RECORDS SUPPLIED:
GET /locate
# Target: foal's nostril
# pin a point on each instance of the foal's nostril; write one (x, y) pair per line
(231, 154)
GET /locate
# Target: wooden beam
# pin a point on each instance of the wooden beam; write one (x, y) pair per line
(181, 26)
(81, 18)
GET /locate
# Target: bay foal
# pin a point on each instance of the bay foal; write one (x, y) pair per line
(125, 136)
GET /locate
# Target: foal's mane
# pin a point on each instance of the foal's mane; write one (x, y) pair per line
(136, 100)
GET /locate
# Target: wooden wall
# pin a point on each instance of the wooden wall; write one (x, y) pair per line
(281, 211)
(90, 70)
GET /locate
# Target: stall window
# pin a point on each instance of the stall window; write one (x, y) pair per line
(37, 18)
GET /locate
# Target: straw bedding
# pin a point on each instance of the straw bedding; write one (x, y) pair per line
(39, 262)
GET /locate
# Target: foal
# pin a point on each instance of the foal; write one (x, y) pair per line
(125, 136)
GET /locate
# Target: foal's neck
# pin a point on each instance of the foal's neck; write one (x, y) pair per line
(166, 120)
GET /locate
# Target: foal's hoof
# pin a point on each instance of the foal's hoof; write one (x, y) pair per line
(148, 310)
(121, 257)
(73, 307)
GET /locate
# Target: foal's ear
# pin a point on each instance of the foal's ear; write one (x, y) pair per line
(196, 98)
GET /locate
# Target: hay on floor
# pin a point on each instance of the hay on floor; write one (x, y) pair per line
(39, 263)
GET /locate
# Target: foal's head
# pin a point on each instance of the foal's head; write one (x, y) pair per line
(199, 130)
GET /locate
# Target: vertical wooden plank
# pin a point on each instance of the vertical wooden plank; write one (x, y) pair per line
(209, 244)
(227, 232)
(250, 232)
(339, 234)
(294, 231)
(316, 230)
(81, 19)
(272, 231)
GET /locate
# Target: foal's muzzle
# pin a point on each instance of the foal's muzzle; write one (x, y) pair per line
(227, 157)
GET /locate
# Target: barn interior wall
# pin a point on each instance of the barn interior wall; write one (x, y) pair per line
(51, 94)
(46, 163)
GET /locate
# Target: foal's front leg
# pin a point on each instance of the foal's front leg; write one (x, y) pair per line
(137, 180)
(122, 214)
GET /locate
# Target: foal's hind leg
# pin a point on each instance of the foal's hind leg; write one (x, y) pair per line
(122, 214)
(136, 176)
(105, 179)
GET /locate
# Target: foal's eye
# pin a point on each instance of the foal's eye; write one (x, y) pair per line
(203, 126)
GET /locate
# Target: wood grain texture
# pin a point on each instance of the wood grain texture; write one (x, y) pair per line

WORK INSTRUCTION: Take the records above and return, word for word, only the lines that fall from the line with "# pin a point on each instance of the foal's hoof;" to the line with "# Target: foal's front leg", both of them included.

RESULT:
# pin a point on each instance of the foal's hoof; write one (x, y) pair per line
(148, 310)
(121, 257)
(73, 307)
GET /locate
# Target: foal's ear
# pin a point on each instance of the foal's ear; write one (x, y) pair per line
(196, 98)
GET /locate
# Target: hay on floor
# pin a point on each instance of the hay on floor; write one (x, y) pair per line
(39, 263)
GET /locate
# Target: foal's head
# pin a point on each instance of the foal's head; write one (x, y) pair per line
(199, 130)
GET /locate
# Target: vertical wooden plank
# pin a point on each instance of the vertical wooden plank; write one (x, y) pair per line
(209, 244)
(227, 232)
(250, 232)
(339, 234)
(294, 231)
(316, 230)
(81, 19)
(272, 231)
GET /locate
# Target: foal's muzzle
# pin a point on each instance of the foal's muzzle; write one (x, y) pair per line
(227, 157)
GET /locate
# Target: barn interior wall
# pin a point on each instance of the barn interior wall; write one (x, y) pair per line
(51, 94)
(46, 163)
GET /locate
# Target: foal's front leg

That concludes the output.